The entries below are to be written out again without alteration.

Records to process.
__________

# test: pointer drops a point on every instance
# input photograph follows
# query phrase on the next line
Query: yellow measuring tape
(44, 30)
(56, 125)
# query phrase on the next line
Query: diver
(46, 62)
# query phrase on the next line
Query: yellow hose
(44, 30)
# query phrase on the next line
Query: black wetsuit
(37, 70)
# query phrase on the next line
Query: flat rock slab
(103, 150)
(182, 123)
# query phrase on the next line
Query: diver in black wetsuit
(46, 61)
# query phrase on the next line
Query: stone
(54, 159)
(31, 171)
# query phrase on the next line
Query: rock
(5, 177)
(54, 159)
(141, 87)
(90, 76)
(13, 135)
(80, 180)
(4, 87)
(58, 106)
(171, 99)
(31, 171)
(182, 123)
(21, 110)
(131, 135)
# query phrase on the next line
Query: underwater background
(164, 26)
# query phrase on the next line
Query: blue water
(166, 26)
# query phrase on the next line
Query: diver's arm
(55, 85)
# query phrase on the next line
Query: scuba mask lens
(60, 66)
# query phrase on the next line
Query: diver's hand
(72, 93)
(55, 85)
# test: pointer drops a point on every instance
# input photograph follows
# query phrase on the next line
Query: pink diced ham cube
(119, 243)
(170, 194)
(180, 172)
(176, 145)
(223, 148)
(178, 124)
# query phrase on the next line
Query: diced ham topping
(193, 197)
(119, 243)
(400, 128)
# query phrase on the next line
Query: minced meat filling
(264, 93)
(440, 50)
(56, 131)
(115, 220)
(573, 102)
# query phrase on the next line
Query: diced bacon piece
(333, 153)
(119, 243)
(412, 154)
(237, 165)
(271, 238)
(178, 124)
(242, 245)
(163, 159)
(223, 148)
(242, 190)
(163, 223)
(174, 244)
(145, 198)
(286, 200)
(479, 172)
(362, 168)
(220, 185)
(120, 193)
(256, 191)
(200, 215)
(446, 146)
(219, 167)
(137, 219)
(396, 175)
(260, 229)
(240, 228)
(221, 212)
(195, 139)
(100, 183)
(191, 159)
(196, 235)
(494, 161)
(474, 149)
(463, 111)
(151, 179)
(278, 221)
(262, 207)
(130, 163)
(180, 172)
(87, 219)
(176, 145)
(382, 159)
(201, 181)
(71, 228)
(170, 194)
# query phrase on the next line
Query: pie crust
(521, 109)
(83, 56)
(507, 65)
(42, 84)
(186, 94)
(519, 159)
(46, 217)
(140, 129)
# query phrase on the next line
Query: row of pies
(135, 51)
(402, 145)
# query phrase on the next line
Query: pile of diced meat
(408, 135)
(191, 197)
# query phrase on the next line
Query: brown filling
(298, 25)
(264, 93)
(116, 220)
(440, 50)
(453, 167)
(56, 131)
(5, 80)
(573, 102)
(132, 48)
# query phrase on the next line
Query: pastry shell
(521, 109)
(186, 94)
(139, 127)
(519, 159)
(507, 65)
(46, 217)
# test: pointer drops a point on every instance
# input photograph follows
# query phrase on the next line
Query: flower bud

__________

Final answer.
# test: pointer drops a point on every instance
# input photograph follows
# query phrase on the next line
Query: yellow measuring tape
(44, 30)
(56, 125)
# query phrase on the next line
Query: diver
(46, 62)
# query phrase on the next line
Query: yellow hose
(44, 30)
# query phrase on the next line
Query: black wetsuit
(37, 70)
# query phrase on the next line
Query: flat rock slab
(103, 150)
(182, 123)
# query phrase on the next line
Query: diver in black wetsuit
(46, 61)
# query phrase on the next line
Query: stone
(54, 159)
(31, 171)
# query phrase on the next line
Query: rock
(5, 177)
(54, 159)
(141, 87)
(90, 76)
(13, 135)
(80, 180)
(4, 87)
(58, 106)
(171, 99)
(31, 171)
(182, 123)
(21, 110)
(131, 135)
# query phrase on the next line
Query: underwater background
(164, 26)
# query phrase on the next line
Query: blue water
(166, 26)
# query phrase on the next line
Query: diver's arm
(55, 85)
# query phrase on the next line
Query: scuba mask lens
(60, 66)
# query phrase on the next line
Query: diver's hand
(72, 93)
(55, 85)
# test: pointer drops a point on every instance
# input photograph follows
# query phrase on the next line
Query: pink diced ham cube
(119, 243)
(170, 194)
(180, 172)
(176, 145)
(223, 148)
(178, 124)
# query phrase on the next line
Query: diced ham topping
(193, 197)
(119, 243)
(400, 128)
# query phrase on the next line
Query: minced meat filling
(264, 93)
(440, 50)
(56, 131)
(115, 220)
(573, 102)
# query phrase on the next line
Query: diced bacon piece
(333, 153)
(119, 243)
(412, 154)
(237, 165)
(271, 238)
(178, 124)
(242, 245)
(163, 159)
(223, 148)
(242, 190)
(163, 223)
(174, 244)
(145, 198)
(286, 200)
(479, 172)
(362, 168)
(220, 185)
(120, 193)
(256, 191)
(200, 215)
(446, 146)
(219, 167)
(137, 219)
(396, 175)
(260, 229)
(240, 228)
(221, 212)
(195, 139)
(100, 183)
(191, 159)
(196, 235)
(494, 161)
(474, 149)
(463, 111)
(151, 179)
(278, 221)
(262, 207)
(130, 163)
(180, 172)
(87, 219)
(176, 145)
(382, 159)
(201, 181)
(71, 228)
(170, 194)
# query phrase on the next line
Query: pie crust
(521, 109)
(83, 56)
(507, 65)
(42, 84)
(186, 94)
(519, 159)
(46, 217)
(140, 129)
# query phrase on the next line
Query: row of pies
(135, 51)
(402, 145)
# query phrase on the next line
Query: pile of diced meat
(408, 135)
(191, 197)
# query phrase on the next line
Query: brown filling
(298, 25)
(264, 93)
(116, 220)
(440, 50)
(453, 167)
(56, 131)
(5, 80)
(573, 102)
(132, 48)
# query phrase on the next line
Query: pastry shell
(521, 109)
(186, 94)
(139, 127)
(519, 159)
(507, 65)
(46, 217)
# test: pointer drops a point on every instance
# input photograph follows
# query phrase on the next line
Query: flower bud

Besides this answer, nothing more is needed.